◆ TASK DESCRIPTION
Find every line in the listing below that contains the string "camouflage" and copy each one in full.

+++

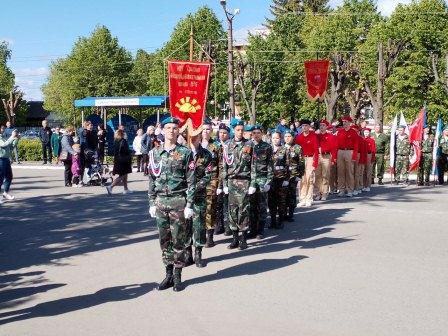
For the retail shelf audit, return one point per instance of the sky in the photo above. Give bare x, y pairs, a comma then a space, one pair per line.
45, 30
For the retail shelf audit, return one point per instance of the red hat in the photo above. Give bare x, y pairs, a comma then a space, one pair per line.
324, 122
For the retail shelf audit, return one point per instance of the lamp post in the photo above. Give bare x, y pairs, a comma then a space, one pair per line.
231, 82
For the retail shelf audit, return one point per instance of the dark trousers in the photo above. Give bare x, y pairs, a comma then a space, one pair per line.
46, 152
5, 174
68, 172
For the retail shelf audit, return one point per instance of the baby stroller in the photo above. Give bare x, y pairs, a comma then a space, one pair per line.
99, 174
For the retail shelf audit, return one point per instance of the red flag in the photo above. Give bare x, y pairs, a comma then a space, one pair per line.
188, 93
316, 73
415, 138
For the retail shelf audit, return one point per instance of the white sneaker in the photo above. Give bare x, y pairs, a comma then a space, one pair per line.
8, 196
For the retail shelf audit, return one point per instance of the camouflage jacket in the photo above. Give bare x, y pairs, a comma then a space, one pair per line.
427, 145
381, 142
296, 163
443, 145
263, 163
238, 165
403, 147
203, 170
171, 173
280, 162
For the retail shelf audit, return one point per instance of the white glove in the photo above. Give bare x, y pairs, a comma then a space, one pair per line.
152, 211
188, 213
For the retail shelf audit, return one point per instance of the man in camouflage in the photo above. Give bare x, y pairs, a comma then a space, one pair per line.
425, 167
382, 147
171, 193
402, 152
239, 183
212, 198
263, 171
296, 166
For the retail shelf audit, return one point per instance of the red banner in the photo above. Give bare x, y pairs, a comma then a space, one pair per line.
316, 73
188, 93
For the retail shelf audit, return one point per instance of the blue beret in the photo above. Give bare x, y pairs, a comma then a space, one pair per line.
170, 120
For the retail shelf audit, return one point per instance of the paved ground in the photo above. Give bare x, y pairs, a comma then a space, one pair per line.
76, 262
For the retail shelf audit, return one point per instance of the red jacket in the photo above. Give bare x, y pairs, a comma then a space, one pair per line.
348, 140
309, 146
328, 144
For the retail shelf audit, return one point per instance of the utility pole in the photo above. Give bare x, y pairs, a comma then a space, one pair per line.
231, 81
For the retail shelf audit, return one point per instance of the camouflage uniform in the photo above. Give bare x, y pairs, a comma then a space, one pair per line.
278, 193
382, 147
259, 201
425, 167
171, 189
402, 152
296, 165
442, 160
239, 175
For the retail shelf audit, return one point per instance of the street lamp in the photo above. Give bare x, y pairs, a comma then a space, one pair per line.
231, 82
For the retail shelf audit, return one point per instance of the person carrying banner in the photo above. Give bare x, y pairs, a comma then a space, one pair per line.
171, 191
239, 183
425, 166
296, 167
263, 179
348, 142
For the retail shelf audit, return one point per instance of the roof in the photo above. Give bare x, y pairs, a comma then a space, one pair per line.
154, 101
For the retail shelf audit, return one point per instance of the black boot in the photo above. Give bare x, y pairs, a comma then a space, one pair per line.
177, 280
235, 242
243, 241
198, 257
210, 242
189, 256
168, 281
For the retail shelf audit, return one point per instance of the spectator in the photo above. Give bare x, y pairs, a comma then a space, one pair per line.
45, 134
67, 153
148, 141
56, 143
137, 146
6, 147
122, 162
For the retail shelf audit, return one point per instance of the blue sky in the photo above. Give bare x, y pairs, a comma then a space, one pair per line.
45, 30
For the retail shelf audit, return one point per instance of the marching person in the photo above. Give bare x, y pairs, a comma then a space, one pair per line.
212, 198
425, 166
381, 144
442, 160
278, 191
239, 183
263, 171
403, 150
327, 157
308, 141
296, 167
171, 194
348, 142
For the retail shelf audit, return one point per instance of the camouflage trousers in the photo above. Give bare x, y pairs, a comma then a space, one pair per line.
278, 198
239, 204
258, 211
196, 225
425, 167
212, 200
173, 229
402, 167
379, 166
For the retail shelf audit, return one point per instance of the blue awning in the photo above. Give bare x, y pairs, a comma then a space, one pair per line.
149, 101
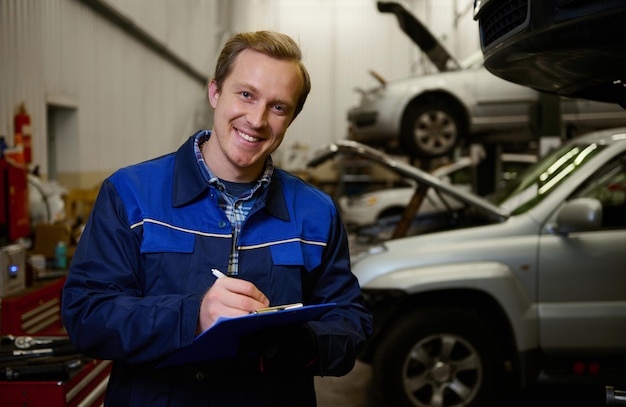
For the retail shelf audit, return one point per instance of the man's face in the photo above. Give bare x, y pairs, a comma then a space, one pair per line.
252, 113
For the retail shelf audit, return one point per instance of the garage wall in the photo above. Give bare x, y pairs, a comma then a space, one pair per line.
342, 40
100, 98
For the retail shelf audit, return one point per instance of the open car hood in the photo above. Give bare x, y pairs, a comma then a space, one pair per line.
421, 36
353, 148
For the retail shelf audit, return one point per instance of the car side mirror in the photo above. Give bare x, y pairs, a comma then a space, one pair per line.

+++

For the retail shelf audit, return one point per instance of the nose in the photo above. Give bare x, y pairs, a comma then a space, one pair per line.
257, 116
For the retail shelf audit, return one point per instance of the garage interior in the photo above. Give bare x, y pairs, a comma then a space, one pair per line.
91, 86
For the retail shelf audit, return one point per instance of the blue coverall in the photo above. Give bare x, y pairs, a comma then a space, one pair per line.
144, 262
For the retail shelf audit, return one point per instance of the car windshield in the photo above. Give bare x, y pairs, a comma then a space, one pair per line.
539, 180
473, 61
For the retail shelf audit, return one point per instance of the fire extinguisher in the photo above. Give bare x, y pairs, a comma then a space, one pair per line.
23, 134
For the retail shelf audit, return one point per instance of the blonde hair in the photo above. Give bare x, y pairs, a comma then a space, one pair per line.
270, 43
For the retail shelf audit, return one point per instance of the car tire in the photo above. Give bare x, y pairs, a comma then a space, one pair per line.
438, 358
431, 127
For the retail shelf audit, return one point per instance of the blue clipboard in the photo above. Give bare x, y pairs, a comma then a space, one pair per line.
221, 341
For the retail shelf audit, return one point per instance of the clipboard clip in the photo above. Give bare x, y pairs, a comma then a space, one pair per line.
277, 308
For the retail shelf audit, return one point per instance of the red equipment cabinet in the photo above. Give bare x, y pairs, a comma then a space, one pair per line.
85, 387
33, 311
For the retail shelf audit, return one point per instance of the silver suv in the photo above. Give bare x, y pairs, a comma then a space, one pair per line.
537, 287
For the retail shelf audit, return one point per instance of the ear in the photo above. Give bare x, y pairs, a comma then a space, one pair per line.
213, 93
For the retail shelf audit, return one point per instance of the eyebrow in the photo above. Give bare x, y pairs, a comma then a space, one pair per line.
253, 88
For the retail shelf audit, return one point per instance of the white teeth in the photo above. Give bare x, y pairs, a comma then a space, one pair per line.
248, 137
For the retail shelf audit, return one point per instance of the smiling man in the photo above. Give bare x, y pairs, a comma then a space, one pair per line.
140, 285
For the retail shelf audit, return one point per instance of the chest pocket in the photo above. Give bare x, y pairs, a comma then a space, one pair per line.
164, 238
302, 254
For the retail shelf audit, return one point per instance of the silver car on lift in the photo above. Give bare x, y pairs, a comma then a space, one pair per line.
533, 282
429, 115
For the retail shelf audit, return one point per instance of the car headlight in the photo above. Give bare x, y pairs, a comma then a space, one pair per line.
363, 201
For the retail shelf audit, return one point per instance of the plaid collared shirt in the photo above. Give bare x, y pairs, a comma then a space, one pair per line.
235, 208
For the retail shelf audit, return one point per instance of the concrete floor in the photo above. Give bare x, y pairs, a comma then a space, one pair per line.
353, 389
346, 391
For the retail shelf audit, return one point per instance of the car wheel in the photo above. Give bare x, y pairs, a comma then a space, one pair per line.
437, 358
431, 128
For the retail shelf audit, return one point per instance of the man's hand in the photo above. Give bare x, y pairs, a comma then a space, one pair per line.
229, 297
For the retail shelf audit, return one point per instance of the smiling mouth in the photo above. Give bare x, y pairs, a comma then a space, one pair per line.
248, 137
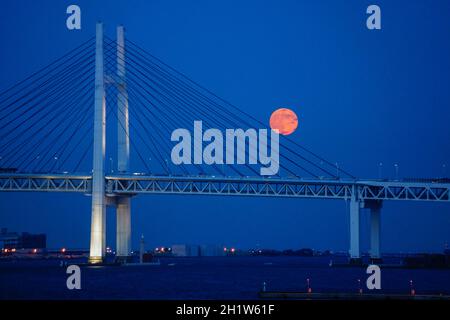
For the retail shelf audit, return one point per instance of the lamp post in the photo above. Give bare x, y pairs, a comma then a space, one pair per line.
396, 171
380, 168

+++

◆ WRITTEN SOLUTION
For the retail shelf audit, return one point per instance of the camouflage jacket in the photo above. Give bare x, y pairs, a comma then a space, one pair per line.
For the retail shelf audit, return one point per instance of the man in camouflage in the photo above. Give bare x, y pairs, a comma then a space, one pair per line.
For the retail shelf audit, return one point per instance of the camouflage uniform in the photo above. Give bare x, y pairs, a comma then a space, one pair per line.
For the retail shelf audit, return one point per instance of the camouflage trousers in the photo above. Give bare x, y pairs, a comma then a space, one pair per line.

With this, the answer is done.